------ RECORDS FOR THIS TASK
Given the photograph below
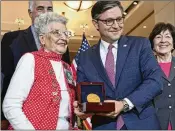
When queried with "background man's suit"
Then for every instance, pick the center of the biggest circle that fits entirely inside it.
(14, 45)
(135, 63)
(165, 103)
------------
WRITTEN TASK:
Reproduce the lines above, substituting "image" for "photograph" and keeping everything else unchanged. Omit the picture from your answer.

SOLUTION FOR THIS PROBLEM:
Given the image below
When queried with "background man's suit"
Then for every instance, pick the center of the biggest circle that fits entirely inside it.
(14, 45)
(135, 63)
(165, 103)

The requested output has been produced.